ЦЕЛЬ ЗАДАНИЯ:
Замените «памятников» на «монументов» и приведите фрагмент отрывка, начиная со слов «Печатая настоящее письмо» и вплоть до слов «соображениями, а политическими.».

ОТРЫВОК:

_ _ _ _ _

Товарищ худ. Анненков, из левых, никем не был приглашен. Предложивший вначале свои услуги, а затем ушедший, не вполне уяснил себе свою деятельность по украшению города, говоря об ответственности художников в разрушении памятников «коронованных болванов».
Смеем ему напомнить, что подлинные художественные произведения представляют собой постоянную ценность для всех эпох.
Относительно облачения в траур мы, со своей стороны, ему предлагаем облечься в таковой, если его угнетает мысль снятия бездарных памятников, неоднократно им самим обличаемых.
Подписи: Козлинский, В. Лебедев, Маклецов, Ив. Пуни, Баранов-Россию, К. Богуславская.
Печатая настоящее письмо верноподданных художников, редакция на совести подписавших оставляет утверждение, что «художник Анненков никем из левых не был приглашен». Центр тяжести выступления Анненкова не в этом, а в том, что он, по-видимому, правильно понял цель предполагавшегося сноса памятников: это – акт, мотивированный не художественными соображениями, а политическими.

_ _ _ _ _

ИСХОДНЫЕ СТРОКИ:
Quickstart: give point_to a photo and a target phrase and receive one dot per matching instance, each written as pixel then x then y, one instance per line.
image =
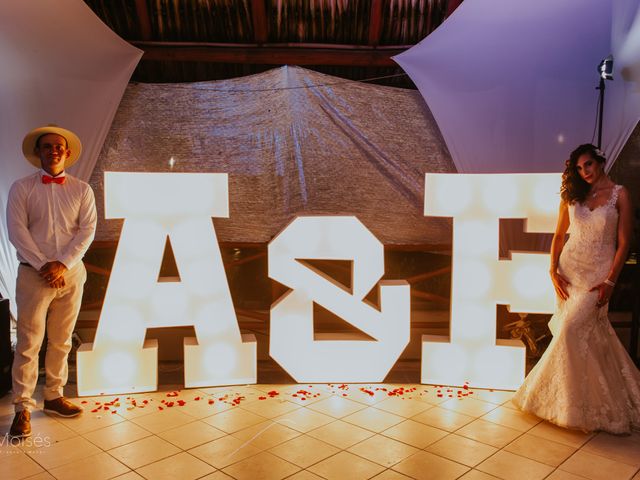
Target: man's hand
pixel 58 283
pixel 53 271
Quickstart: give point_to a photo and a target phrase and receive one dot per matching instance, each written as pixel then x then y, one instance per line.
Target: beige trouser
pixel 38 306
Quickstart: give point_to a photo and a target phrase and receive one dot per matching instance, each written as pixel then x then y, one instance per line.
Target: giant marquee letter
pixel 156 206
pixel 310 357
pixel 480 281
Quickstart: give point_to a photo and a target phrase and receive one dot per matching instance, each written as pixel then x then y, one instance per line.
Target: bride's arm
pixel 557 244
pixel 623 205
pixel 625 221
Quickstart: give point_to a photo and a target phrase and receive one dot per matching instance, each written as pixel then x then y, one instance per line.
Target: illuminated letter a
pixel 157 206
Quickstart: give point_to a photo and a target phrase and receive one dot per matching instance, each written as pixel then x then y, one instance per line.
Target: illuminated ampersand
pixel 157 206
pixel 480 281
pixel 334 357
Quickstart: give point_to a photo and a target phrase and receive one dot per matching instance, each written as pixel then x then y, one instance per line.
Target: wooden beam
pixel 298 54
pixel 375 23
pixel 259 17
pixel 144 21
pixel 452 5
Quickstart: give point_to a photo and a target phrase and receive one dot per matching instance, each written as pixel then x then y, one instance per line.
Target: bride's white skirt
pixel 585 380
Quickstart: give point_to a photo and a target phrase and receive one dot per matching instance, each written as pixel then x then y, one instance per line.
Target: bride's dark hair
pixel 574 188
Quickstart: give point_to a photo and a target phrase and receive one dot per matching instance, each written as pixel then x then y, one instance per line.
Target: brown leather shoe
pixel 62 407
pixel 21 426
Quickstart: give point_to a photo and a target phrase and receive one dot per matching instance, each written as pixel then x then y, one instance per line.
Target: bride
pixel 586 380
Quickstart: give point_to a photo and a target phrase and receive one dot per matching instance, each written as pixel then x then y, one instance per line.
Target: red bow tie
pixel 46 179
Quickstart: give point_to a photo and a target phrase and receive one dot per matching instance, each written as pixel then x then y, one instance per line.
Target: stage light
pixel 310 357
pixel 480 281
pixel 156 206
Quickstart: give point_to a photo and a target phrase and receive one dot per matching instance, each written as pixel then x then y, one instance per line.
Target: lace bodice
pixel 597 226
pixel 587 256
pixel 585 379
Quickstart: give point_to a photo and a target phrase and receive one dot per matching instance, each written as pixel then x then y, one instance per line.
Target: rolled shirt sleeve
pixel 18 227
pixel 87 220
pixel 51 222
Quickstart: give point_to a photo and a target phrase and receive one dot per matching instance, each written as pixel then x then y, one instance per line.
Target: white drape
pixel 58 64
pixel 511 83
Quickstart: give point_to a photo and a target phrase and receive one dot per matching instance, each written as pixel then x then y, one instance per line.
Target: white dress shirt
pixel 52 222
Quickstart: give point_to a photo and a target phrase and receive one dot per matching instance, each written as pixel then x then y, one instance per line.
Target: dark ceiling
pixel 198 40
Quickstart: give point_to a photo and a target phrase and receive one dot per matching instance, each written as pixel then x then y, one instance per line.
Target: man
pixel 51 218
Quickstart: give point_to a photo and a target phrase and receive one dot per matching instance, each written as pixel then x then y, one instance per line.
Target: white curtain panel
pixel 511 83
pixel 59 64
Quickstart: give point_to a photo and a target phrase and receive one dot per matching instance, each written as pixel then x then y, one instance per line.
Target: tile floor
pixel 305 432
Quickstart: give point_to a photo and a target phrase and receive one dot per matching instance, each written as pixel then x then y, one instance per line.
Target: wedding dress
pixel 585 379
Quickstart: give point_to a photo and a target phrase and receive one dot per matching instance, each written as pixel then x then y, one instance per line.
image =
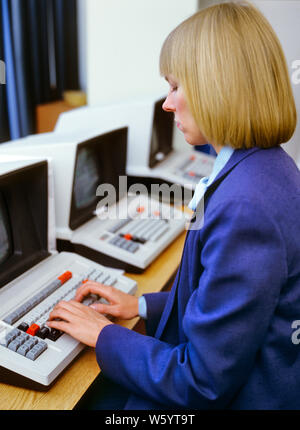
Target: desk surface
pixel 76 379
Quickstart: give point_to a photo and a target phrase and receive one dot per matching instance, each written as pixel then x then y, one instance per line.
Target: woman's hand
pixel 121 305
pixel 79 321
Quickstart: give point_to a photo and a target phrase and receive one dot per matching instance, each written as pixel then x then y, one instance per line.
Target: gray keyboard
pixel 32 316
pixel 132 233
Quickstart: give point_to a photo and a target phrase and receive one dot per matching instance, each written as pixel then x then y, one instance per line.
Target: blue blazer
pixel 222 337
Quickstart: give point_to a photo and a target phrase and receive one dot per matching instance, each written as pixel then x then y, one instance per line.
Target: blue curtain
pixel 38 43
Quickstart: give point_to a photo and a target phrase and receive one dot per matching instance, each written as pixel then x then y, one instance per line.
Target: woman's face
pixel 176 103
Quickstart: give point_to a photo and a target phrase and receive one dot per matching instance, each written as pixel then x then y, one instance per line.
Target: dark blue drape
pixel 36 36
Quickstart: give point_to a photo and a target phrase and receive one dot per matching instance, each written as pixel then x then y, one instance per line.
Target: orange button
pixel 33 329
pixel 127 236
pixel 65 277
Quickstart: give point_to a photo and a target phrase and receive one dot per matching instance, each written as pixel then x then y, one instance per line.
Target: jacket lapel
pixel 235 159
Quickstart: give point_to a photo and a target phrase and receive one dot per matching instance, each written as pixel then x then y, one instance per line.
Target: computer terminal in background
pixel 151 151
pixel 34 277
pixel 130 229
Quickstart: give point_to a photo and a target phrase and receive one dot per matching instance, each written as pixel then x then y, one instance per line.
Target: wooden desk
pixel 77 378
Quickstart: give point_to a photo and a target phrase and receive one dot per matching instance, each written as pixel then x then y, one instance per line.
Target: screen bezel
pixel 24 194
pixel 110 167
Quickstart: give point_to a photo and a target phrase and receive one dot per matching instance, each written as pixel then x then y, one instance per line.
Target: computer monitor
pixel 5 233
pixel 97 215
pixel 80 162
pixel 23 202
pixel 154 154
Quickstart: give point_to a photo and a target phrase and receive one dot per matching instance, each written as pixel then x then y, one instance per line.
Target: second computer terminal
pixel 34 277
pixel 90 169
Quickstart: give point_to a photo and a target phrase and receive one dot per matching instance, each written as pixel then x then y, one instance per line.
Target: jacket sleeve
pixel 155 303
pixel 225 321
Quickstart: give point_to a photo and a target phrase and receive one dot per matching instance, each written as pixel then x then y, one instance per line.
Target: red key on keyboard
pixel 33 329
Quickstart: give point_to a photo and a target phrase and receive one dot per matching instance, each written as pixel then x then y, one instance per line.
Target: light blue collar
pixel 220 162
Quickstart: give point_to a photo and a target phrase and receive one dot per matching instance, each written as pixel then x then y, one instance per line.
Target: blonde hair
pixel 234 75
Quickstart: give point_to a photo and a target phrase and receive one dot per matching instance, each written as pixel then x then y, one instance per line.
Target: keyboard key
pixel 43 332
pixel 37 350
pixel 23 327
pixel 65 277
pixel 33 329
pixel 54 334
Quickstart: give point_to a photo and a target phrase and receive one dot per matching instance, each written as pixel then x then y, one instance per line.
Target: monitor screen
pixel 101 160
pixel 162 134
pixel 87 178
pixel 23 219
pixel 5 237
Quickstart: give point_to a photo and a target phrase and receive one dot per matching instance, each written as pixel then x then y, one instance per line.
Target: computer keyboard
pixel 132 239
pixel 32 354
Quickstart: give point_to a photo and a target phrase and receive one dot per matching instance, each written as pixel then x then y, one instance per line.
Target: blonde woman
pixel 222 337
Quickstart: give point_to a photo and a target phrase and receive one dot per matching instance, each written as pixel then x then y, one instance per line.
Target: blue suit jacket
pixel 222 337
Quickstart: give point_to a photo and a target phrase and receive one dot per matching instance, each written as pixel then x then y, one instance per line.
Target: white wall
pixel 123 40
pixel 284 16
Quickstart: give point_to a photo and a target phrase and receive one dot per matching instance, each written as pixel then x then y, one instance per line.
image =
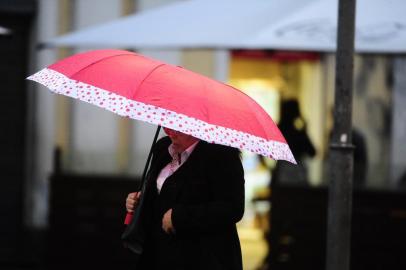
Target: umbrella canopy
pixel 145 89
pixel 256 24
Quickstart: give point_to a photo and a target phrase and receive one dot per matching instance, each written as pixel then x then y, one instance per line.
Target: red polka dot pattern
pixel 123 106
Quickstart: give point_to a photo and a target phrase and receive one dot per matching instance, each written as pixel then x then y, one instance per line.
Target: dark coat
pixel 206 195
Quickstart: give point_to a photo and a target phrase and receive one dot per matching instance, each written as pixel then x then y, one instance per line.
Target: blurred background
pixel 67 166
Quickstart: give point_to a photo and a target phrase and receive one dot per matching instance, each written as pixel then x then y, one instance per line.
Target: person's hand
pixel 132 201
pixel 167 225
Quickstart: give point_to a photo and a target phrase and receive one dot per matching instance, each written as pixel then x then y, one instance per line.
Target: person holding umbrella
pixel 193 194
pixel 192 204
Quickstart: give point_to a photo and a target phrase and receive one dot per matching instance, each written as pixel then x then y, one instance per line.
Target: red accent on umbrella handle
pixel 128 218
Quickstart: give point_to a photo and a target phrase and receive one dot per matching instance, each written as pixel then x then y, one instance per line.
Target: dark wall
pixel 298 229
pixel 17 16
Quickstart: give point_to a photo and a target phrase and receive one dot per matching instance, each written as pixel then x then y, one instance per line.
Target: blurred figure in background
pixel 293 127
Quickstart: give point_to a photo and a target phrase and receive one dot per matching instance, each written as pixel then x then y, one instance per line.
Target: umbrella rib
pixel 149 74
pixel 93 63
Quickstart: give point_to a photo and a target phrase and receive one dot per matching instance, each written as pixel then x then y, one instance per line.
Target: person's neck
pixel 186 145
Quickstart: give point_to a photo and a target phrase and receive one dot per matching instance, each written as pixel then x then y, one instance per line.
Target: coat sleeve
pixel 225 175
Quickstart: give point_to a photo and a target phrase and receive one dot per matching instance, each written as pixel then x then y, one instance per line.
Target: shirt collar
pixel 184 155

_ _ _ _ _

РЕЗУЛЬТАТ:
Печатая настоящее письмо верноподданных художников, редакция на совести подписавших оставляет утверждение, что «художник Анненков никем из левых не был приглашен». Центр тяжести выступления Анненкова не в этом, а в том, что он, по-видимому, правильно понял цель предполагавшегося сноса монументов: это – акт, мотивированный не художественными соображениями, а политическими.